> **Exercise requirements**
Repeat verbatim the part of the USTR appointments passage below that runs from "Miriam Sapiro was" to "on 11 January.".

> **Provided passage**
• • • • •
Miriam Sapiro was confirmed to the post of Deputy US Trade Representative, in which she will be responsible for trade negotiations with Europe, the Middle East and the Americas. Sapiro will also supervise the USTR’s Office of WTO and Multilateral Affairs and oversee its work on intellectual property, services, and investment. Nominated by President Obama in April, Sapiro was confirmed by the Senate in a vote on Christmas Eve and sworn in on 11 January.
“Miriam Sapiro brings years of valuable expertise and experience and will be a stellar addition to the USTR leadership team,” said USTR Ron Kirk in a statement.
Two other appointees are still awaiting their final confirmation. Michael Punke, who has been nominated to serve as US ambassador to the WTO, and Islam Siddiqui, who is to become Washington’s top agriculture negotiator, both won the unanimous approval of the Senate Finance Committee in a vote on 23 December. The two men must still be confirmed by the full Senate before they can take up their posts. A date for such a vote has not yet been set.
• • • • •
> **Given data**
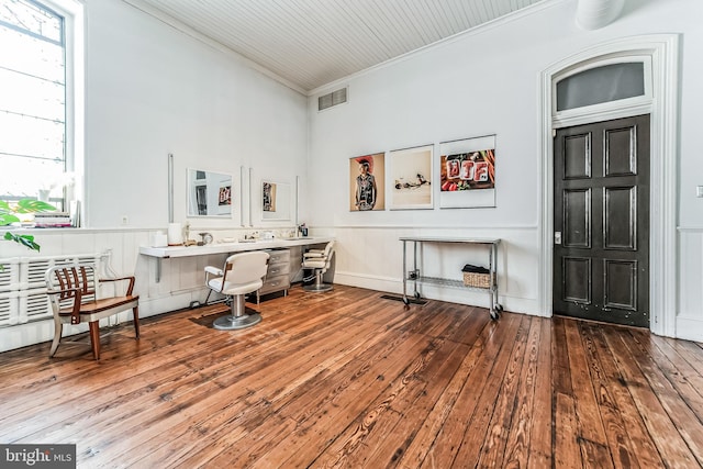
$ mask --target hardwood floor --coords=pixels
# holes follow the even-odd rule
[[[94,467],[703,465],[703,348],[646,331],[336,286],[170,313],[0,354],[0,443],[75,443]],[[87,338],[87,336],[86,336]]]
• • • • •
> **Full response**
Miriam Sapiro was confirmed to the post of Deputy US Trade Representative, in which she will be responsible for trade negotiations with Europe, the Middle East and the Americas. Sapiro will also supervise the USTR’s Office of WTO and Multilateral Affairs and oversee its work on intellectual property, services, and investment. Nominated by President Obama in April, Sapiro was confirmed by the Senate in a vote on Christmas Eve and sworn in on 11 January.